> **Source document**
########################################
Job Description
Job Overview:
We are seeking a highly skilled Senior Python & PySpark Developer to join our team. The ideal candidate will have extensive experience with Python development, PySpark, and working with large datasets in distributed computing environments. You will be responsible for designing, implementing, and optimizing data pipelines, ensuring seamless data processing, and contributing to our overall data architecture.
Key Responsibilities:
- Develop, maintain, and optimize scalable data processing pipelines using Python and PySpark.
- Collaborate with cross-functional teams to understand business requirements and translate them into technical specifications.
- Work with large datasets to perform data wrangling, cleansing, and analysis.
- Implement best practices for efficient distributed computing and data processing.
- Optimize existing data pipelines for performance and scalability.
- Conduct code reviews, mentor junior developers, and contribute to team knowledge sharing.
- Develop and maintain technical documentation.
- Troubleshoot, debug, and resolve issues related to data processing.
- Collaborate with data engineers, data scientists, and analysts to deliver high-quality solutions.
Requirements
- Bachelor's or Master’s degree in Computer Science, Data Engineering, or related field.
- 5+ years of experience in Python programming.
- 3+ years of hands-on experience with PySpark and distributed data processing frameworks.
########################################
> **Extracted material**
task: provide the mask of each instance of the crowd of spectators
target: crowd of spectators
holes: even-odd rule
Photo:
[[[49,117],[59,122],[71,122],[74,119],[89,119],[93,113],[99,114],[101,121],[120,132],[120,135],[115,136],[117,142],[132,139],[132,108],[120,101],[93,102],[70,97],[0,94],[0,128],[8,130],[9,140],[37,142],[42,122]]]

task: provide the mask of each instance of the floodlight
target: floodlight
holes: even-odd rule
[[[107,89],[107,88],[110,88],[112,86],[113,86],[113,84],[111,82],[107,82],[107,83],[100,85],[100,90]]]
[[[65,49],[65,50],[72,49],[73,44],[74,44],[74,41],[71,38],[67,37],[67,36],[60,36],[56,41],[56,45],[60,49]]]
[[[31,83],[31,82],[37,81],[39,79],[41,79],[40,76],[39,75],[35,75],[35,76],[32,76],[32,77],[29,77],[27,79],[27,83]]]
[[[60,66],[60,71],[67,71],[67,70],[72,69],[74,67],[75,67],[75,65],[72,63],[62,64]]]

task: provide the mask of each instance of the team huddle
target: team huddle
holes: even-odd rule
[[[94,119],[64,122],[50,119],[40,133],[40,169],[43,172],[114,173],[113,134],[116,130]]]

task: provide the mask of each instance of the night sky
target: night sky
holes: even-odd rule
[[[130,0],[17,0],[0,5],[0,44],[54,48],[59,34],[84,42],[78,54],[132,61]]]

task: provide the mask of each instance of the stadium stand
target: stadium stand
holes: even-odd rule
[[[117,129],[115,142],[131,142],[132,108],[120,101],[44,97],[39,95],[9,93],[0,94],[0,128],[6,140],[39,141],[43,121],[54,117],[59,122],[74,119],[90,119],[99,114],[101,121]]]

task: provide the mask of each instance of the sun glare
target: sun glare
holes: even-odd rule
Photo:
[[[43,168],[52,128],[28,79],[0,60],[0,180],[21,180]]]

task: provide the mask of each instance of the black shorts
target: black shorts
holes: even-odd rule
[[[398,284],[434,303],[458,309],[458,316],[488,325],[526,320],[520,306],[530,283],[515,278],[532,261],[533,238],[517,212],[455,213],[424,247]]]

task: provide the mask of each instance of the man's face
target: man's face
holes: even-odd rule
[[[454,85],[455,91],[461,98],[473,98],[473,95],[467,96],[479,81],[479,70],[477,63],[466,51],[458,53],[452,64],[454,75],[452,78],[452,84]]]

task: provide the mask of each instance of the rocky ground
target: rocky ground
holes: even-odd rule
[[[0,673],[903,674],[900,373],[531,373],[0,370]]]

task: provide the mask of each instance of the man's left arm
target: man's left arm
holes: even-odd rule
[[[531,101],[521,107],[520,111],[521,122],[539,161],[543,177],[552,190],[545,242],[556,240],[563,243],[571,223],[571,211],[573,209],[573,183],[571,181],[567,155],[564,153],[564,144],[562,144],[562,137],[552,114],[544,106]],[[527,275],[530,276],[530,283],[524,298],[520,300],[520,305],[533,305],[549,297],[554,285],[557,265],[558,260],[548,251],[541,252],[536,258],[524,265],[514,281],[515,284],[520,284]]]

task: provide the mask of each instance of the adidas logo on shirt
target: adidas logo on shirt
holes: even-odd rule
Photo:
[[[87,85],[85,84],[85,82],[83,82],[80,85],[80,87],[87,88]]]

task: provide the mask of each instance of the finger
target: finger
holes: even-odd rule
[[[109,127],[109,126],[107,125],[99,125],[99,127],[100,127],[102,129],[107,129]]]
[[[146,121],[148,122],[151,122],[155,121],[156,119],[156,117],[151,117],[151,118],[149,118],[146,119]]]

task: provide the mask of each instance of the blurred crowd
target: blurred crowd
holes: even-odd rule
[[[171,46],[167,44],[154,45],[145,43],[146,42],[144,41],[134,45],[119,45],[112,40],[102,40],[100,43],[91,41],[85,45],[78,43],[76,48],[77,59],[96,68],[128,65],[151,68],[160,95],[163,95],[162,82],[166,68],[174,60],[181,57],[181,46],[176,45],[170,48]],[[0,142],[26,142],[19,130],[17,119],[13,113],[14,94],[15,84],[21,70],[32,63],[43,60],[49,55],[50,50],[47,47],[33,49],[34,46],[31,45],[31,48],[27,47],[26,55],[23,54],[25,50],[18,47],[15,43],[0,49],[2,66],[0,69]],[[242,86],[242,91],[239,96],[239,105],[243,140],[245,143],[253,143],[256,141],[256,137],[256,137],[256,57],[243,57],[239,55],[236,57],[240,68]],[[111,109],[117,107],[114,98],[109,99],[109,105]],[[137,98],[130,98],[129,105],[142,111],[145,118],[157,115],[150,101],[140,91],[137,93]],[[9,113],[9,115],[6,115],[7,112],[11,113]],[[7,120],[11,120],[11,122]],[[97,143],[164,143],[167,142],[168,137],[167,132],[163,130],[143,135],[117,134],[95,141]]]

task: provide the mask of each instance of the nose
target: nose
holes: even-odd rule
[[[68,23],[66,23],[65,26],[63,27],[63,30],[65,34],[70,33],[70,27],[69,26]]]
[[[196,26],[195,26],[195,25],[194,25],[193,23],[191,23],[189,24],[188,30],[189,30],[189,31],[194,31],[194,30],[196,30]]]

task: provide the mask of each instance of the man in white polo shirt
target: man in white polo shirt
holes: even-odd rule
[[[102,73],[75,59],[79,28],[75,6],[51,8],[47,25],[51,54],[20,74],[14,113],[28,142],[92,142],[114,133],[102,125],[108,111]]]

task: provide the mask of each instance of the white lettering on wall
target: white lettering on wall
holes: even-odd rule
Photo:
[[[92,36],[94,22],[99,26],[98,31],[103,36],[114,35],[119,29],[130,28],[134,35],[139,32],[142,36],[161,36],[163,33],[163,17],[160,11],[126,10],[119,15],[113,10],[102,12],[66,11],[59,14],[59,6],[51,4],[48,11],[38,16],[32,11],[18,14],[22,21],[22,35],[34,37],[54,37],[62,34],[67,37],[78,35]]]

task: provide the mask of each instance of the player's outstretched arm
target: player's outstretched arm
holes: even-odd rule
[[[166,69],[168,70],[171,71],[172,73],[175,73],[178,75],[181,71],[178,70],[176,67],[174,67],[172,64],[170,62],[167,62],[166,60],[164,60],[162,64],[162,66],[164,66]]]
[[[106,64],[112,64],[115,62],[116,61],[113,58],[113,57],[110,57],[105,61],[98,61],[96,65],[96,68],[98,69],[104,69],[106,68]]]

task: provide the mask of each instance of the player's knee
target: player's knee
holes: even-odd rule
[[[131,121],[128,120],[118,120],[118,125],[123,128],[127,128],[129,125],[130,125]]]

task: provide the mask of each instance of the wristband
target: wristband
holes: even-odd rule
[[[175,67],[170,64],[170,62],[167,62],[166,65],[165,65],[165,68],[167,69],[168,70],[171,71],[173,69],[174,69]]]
########################################
> **Task directions**
Rewrite the job description from "Job Description" up to and including "and data processing.", using "massive datasets" in place of "large datasets".

> **Response to the exercise**
Job Description
Job Overview:
We are seeking a highly skilled Senior Python & PySpark Developer to join our team. The ideal candidate will have extensive experience with Python development, PySpark, and working with massive datasets in distributed computing environments. You will be responsible for designing, implementing, and optimizing data pipelines, ensuring seamless data processing, and contributing to our overall data architecture.
Key Responsibilities:
- Develop, maintain, and optimize scalable data processing pipelines using Python and PySpark.
- Collaborate with cross-functional teams to understand business requirements and translate them into technical specifications.
- Work with massive datasets to perform data wrangling, cleansing, and analysis.
- Implement best practices for efficient distributed computing and data processing.